Passage for review:
- - -

The deep concern towards efficient and green energy has brought to the development of intermediate energy storage system. Electric vehicles (EVs), for example, is an application where the energy storage devices are vital. In EV, the bidirectional DC–DC converter is high in demand due to its nature EV of having two or more separate DC sources. A recent technology called the dual active bridge (DAB) converter has quickly become popular in DC–DC converter thanks to its inherent galvanic isolation via a high-frequency transformer. Furthermore, DAB topology allows for high-efficiency conversion and soft switching adaption. This paper presents the optimization of the phase shift angle controller of DAB using Particle Swarm Optimization (PSO). From the preliminary study, it was found out that the optimization performs well until there are abrupt changes in the system. The system is not able to respond to the reference voltage step change as the traditional one-time execution PSO have local optima entrapped in react to the changes. The paper proposes a reset function to allow PSO to identify that its current optimized value is not optimal anymore. This drives PSO to look for a new optimal value to improve DAB’s overall dynamic performance. Simulation of the modified PSO is done on a 200 kW DAB system with 20 kHz switching frequency is developed in MATLAB/Simulink environment. Simulation has been carried out with the objective to minimize the steady-state error as well as to improve the dynamic performance of the DAB. The DAB performance with the proposed solution is evaluated in terms of steady-state error and transient response by testing the system under various reference voltage and step-change input voltage. The self-excited re-exploration PSO also have been presented as to respond to the reference voltage step change as the basic PSO have local optima entrapped in react to the changes. In order to validate the simulation results, a hardware-in-the-loop (HIL) experimental circuit is built in Typhoon HIL-402 to verify the dynamic response and the steady state performance of the system.

## Keywords

Dual active bridge Particle swarm optimization Online tuning Steady-state error Dynamic performance## 1 Introduction

Recently, electric vehicles (EVs) application has become an emerging technology in industry [1, 2]. The high demand of EVs application have carried to the development of intermediate storage system that required bidirectional power flow [3, 4]. Hence, the dual active bridge (DAB) DC–DC converter are most chosen as power conversion platform due to high efficiency, zero voltage switching, galvanic isolation with high frequency transformer and high density [5, 6, 7].

Basically, the phase shift angle between primary and secondary bridge will determine the magnitude and direction of the power in DAB converter. Therefore, many modulation techniques have been applied in DAB system to control the power transmission such as single phase shift (SPS), extended phase shift (EPS), dual phase shift (DPS) and triple phase shift (TPS) [8]. The difference among the aforementioned methods is the dimension control of the angle, which SPS is one dimension control as just control one angle between primary and secondary part. On the other hand, the two dimension control of EPS required one additional inner phase shift in primary or secondary bridge compared to the single dimension control in SPS. Whereas in DPS and TPS, both modulation have inner phase shift at primary and secondary bridges, which same degree for both inner phase shift in DPS is required and different degree should be applied in TPS modulation technique. In this paper, since the limited range of EV voltage is considered, the simplest and reliable of SPS modulation techniques is chosen as this technique can guarantee better efficiency and extend the soft switching region in DAB converter [3, 6, 8].

- - -

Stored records
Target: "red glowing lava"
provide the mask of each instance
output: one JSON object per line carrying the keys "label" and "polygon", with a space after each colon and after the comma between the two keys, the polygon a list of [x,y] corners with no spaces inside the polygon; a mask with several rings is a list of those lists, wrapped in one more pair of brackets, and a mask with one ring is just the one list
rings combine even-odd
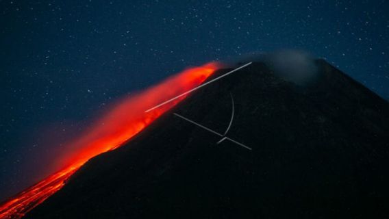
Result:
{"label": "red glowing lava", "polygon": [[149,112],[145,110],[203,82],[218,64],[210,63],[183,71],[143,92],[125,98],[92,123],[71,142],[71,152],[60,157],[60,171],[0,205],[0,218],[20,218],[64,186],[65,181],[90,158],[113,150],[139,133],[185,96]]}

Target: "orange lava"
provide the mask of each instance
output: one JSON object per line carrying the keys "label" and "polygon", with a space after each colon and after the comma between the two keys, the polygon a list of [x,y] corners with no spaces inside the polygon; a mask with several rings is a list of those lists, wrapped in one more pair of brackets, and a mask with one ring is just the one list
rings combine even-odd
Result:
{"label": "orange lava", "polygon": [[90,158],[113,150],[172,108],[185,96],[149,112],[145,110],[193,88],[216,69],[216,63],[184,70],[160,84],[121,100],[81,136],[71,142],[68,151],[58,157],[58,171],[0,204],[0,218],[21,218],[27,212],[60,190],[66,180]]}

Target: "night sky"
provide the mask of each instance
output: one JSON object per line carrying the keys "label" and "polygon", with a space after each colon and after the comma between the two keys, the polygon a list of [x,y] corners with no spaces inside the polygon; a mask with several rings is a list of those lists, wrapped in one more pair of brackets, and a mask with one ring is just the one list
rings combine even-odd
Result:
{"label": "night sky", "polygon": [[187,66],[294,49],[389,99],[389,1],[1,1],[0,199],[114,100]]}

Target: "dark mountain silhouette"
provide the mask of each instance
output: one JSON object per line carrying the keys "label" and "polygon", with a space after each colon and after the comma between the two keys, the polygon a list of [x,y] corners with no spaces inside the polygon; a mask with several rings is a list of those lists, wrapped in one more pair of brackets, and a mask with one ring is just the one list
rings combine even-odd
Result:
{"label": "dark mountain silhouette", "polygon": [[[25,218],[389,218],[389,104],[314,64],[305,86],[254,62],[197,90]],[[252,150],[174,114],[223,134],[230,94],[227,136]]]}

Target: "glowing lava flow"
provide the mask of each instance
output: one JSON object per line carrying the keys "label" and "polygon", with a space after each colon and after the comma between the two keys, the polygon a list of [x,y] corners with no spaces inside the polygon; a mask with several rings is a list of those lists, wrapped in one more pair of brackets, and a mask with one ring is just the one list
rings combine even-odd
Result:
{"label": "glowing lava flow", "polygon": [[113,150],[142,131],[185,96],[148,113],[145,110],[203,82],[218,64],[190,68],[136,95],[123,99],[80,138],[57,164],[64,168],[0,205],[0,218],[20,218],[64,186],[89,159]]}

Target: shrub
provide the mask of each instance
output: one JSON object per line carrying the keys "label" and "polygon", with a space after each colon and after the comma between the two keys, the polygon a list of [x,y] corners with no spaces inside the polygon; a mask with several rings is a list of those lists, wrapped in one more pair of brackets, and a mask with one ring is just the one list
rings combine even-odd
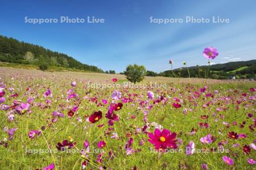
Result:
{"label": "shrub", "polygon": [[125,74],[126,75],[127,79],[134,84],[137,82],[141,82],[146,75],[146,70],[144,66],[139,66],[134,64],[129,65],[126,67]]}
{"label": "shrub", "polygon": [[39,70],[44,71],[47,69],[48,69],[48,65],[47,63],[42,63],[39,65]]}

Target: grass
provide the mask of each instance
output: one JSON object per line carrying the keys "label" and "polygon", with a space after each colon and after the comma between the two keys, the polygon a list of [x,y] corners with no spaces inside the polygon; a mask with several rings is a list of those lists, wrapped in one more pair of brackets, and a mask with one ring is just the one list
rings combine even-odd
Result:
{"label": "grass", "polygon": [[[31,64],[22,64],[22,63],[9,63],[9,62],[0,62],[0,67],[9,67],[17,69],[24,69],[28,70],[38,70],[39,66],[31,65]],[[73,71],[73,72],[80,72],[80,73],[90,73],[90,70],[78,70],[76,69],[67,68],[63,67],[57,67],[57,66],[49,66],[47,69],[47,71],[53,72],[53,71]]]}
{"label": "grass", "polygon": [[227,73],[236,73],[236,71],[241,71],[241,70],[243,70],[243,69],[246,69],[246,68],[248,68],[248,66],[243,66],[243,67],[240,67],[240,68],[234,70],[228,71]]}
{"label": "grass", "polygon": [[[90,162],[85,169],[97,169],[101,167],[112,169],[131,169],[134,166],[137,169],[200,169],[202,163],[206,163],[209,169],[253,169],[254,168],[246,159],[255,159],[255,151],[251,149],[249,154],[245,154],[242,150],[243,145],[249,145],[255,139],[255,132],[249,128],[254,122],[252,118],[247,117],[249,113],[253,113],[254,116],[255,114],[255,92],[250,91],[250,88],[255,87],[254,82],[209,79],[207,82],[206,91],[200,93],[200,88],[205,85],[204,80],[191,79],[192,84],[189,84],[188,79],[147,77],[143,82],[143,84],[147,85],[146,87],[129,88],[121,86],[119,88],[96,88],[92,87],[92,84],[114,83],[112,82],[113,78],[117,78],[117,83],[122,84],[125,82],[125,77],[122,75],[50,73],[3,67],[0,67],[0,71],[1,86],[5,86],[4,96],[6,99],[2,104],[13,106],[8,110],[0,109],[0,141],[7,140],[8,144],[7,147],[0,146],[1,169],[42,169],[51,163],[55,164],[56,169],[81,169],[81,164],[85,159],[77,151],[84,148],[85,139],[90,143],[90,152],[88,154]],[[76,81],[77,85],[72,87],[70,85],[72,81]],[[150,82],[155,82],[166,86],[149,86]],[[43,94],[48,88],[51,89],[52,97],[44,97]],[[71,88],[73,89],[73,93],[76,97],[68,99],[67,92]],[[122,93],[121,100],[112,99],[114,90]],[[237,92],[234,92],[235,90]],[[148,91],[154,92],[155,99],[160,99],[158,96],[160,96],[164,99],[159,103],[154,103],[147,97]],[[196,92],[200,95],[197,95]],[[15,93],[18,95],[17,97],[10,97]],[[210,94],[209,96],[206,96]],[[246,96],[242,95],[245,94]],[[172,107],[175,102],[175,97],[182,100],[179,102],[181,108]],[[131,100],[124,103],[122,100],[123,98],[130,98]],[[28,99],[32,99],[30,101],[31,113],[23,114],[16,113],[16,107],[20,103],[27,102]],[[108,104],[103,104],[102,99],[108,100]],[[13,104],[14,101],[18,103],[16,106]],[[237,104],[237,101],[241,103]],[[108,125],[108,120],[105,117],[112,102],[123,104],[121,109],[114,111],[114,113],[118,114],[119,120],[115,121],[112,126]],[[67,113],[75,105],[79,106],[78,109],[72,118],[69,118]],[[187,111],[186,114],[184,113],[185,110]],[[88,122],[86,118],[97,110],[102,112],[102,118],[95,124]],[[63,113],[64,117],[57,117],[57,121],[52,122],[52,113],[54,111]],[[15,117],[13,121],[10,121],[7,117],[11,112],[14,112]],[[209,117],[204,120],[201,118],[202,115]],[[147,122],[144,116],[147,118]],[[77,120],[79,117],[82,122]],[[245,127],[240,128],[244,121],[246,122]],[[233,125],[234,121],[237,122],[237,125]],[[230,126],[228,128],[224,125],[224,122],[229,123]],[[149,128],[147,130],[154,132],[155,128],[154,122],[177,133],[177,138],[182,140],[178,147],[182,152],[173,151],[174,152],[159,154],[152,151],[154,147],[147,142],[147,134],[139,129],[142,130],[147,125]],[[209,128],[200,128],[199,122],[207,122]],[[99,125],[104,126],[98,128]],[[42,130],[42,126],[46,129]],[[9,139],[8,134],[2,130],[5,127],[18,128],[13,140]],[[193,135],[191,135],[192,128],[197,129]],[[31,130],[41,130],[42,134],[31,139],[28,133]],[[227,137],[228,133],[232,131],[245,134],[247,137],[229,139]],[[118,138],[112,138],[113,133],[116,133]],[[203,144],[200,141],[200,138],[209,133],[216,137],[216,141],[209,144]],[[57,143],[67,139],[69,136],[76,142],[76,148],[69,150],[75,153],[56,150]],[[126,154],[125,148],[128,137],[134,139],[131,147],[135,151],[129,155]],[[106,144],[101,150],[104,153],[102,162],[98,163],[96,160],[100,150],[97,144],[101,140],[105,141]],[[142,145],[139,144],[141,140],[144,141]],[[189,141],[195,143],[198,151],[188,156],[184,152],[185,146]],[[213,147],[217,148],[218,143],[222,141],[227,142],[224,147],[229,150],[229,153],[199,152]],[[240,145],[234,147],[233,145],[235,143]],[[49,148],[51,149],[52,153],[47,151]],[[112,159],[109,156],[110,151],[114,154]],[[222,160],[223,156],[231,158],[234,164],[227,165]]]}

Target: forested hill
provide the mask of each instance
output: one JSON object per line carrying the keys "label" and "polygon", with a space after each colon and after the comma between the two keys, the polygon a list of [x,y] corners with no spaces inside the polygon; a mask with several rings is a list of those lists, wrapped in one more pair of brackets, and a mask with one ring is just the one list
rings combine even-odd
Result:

- - -

What to produce:
Could you restate the stretch from "## Keywords" through "density [5, 6, 7]." in the passage on dual active bridge converters, switching "bidirectional power flow" to "two-way power flow"?

Solved exercise:
## Keywords

Dual active bridge Particle swarm optimization Online tuning Steady-state error Dynamic performance## 1 Introduction

Recently, electric vehicles (EVs) application has become an emerging technology in industry [1, 2]. The high demand of EVs application have carried to the development of intermediate storage system that required two-way power flow [3, 4]. Hence, the dual active bridge (DAB) DC–DC converter are most chosen as power conversion platform due to high efficiency, zero voltage switching, galvanic isolation with high frequency transformer and high density [5, 6, 7].